» **EXERCISE OBJECTIVE**: Transcribe, word for word and without additions, each line below from the one containing "Target: kennedy's hair" through the one containing "[point] seated man", both ends included.

::::

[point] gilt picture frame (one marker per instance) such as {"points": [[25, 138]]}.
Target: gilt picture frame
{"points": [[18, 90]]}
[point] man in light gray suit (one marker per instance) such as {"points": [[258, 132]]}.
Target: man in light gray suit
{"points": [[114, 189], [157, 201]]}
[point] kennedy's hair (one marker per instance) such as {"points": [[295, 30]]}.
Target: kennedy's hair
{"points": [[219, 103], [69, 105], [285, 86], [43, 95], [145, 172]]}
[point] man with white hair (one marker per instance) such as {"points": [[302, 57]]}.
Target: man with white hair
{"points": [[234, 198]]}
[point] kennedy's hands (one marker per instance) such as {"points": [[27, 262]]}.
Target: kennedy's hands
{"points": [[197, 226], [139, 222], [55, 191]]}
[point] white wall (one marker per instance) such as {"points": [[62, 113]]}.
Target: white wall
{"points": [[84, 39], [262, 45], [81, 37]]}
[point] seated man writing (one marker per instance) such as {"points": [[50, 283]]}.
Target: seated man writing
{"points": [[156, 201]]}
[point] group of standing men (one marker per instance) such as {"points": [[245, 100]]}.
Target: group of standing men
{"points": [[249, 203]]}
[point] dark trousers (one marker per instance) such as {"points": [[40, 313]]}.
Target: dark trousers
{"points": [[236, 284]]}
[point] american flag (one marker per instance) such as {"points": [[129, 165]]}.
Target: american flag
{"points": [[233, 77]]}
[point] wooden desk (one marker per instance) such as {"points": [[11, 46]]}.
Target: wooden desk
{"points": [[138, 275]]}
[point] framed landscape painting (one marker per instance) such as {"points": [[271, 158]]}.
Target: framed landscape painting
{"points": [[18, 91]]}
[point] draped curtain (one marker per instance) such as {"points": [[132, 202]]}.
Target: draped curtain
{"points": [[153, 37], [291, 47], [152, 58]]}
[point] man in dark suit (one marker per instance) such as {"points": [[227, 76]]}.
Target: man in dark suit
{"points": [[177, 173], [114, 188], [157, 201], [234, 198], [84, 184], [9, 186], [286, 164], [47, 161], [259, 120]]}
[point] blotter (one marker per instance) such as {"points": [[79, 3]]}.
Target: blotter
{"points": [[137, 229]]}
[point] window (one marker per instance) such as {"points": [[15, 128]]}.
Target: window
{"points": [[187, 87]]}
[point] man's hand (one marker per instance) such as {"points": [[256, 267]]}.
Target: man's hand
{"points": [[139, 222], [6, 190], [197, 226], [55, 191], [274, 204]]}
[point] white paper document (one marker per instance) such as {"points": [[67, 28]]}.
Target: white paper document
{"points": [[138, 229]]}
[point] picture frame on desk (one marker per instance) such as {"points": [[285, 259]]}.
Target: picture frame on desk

::::

» **SOLUTION**:
Target: kennedy's hair
{"points": [[219, 103], [69, 105], [285, 86], [43, 95], [145, 172]]}
[point] man with white hair (one marker per instance) such as {"points": [[302, 57]]}.
Target: man with white hair
{"points": [[234, 198]]}
[point] kennedy's hands (one marker per instance) such as {"points": [[27, 262]]}.
Target: kennedy's hands
{"points": [[197, 226], [139, 222], [55, 191]]}
[point] white wall (one marker per instance) such as {"points": [[62, 113]]}.
Target: white wall
{"points": [[84, 39], [262, 45], [81, 37]]}
[point] seated man writing (one marker per instance) such as {"points": [[50, 283]]}.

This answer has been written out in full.